[SELECTED EXTRACT]
================================

In the 19th century philosophical and historical criticism did inspire some Christians to renew the search for essences. For example, in the wake of the German Idealist philosopher G.W.F. Hegel, Hegelian scholars tried to rescue Christianity by viewing it as an unfolding of "absolute spirit." They followed Christian history through a constant dialectic, a series of forces and counterforces producing new syntheses.

A problem with this Hegelian approach arose as the historical Jesus came to be seen merely as one stage in the unfolding of absolute spirit; he was not a decisive agent of the way of salvation "once for all," as the biblical Letter to the Hebrews had claimed him to be. Soon biblical scholars such as David Friedrich Strauss were speaking of the historical Jesus as a myth of a certain set of people in one moment of the dialectical unfolding. The Christian faith itself began to dissolve, and many Hegelians began to reject the God of the Christian faith along with the historical Jesus.

Another group of 19th-century theologians took the opposite course. In the spirit of the 18th-century German philosopher Immanuel Kant, these neo-Kantians spoke not of the noumenal world, the unseen realm of essences beyond visible reality, but of the phenomenal realm, the world of history in which things happened. Theologians in this school engaged in a century-long "quest for the historical Jesus," in which they sought the simple essence of Christianity. Significantly, it was the greatest exemplar of this historical tradition, the German theologian Adolf von Harnack, who wrote the best-known modern book on the essence of Christianity, Das Wesen des Christentums (1900; What Is Christianity?).

The call had come to purge Christianity of what Harnack called traces of "acute Hellenization," the Greek ideas of essence, substance, and being that were introduced into the Christian tradition in the creed-making period. Instead, the focus was shifted to the Fatherhood of God and the announcement of the Kingdom, as the rabbi Jesus of Nazareth had proclaimed in the Gospels.

While this approach did match the thirst for simplification in the minds of many of the Christian faithful, it also so diminished the concept of God that it often became a form of Christian humanism and was seen by the orthodox to be another departure from the essence of Christianity even as it claimed to find this in the historical Jesus. And scholars could not agree on the details of that historical Jesus after historical and literary critics had analyzed the Gospels.

================================

[SHORT EXERCISE A] Check each statement against the passage on 19th-century theology and answer yes or no, quoting the deciding words exactly: (i) Harnack's book on the essence of Christianity was published in 1900; (ii) the neo-Kantians spoke of the noumenal world rather than the phenomenal realm; (iii) David Friedrich Strauss spoke of the historical Jesus as a myth.
[SHORT EXERCISE B] Extract the part of the passage on 19th-century theology running from "In the 19th" down to "producing new syntheses.", copying every word as it stands.

[STORED DATA]
================================

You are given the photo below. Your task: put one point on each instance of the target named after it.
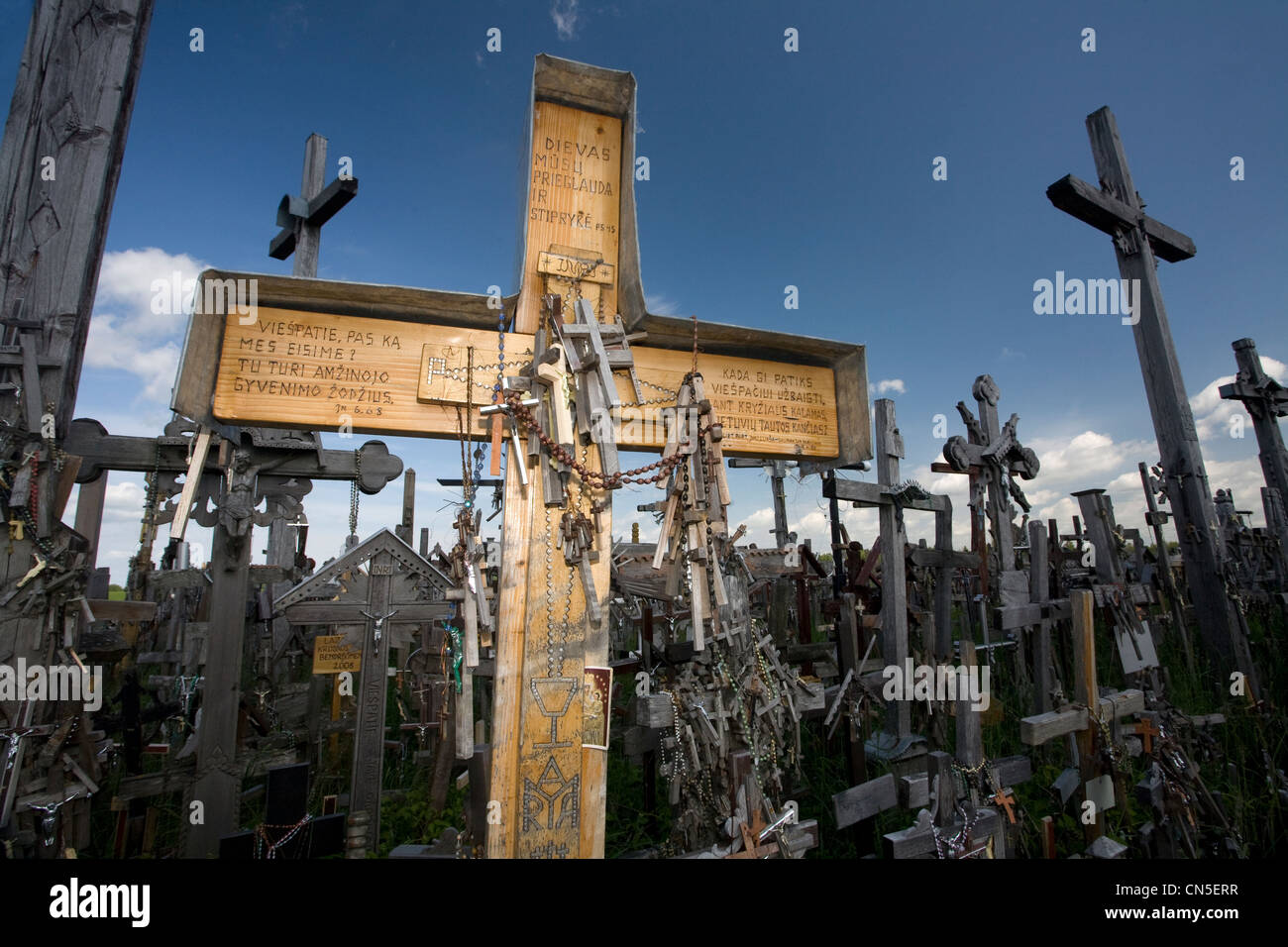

================================

[WRITTEN RESPONSE A]
(i) Yes: "Das Wesen des Christentums (1900; What Is Christianity?)"
(ii) No: "these neo-Kantians spoke not of the noumenal world, the unseen realm of essences beyond visible reality, but of the phenomenal realm"
(iii) Yes: "speaking of the historical Jesus as a myth of a certain set of people in one moment of the dialectical unfolding"

[WRITTEN RESPONSE B]
In the 19th century philosophical and historical criticism did inspire some Christians to renew the search for essences. For example, in the wake of the German Idealist philosopher G.W.F. Hegel, Hegelian scholars tried to rescue Christianity by viewing it as an unfolding of "absolute spirit." They followed Christian history through a constant dialectic, a series of forces and counterforces producing new syntheses.